What you should do
Please give the number of lines in the records below where the word "plate" occurs, and nothing else.

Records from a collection
◆ ◆ ◆ ◆
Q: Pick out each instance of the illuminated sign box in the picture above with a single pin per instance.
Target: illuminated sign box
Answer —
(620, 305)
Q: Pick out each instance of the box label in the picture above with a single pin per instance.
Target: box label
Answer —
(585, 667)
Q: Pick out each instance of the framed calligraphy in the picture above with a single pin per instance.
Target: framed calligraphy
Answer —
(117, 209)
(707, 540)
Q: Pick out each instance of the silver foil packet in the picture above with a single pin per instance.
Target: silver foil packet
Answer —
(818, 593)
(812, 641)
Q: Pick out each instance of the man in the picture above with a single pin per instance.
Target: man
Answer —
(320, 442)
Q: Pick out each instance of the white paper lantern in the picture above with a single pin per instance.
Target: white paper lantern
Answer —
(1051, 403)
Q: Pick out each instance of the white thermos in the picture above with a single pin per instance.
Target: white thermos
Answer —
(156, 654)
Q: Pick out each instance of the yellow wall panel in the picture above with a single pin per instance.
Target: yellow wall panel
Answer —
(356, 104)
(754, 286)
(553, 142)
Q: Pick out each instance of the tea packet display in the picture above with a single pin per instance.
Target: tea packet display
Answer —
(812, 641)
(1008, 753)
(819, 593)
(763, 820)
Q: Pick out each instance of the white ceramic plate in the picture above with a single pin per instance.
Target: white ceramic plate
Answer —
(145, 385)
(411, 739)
◆ ◆ ◆ ◆
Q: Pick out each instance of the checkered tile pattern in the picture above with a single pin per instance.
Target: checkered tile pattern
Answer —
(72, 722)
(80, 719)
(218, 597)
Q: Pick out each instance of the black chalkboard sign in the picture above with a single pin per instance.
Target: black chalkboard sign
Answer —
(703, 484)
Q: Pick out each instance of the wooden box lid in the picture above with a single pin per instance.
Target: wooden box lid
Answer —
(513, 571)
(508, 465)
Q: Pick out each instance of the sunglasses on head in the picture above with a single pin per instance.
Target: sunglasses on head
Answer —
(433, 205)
◆ ◆ ◆ ◆
Result for this exercise
2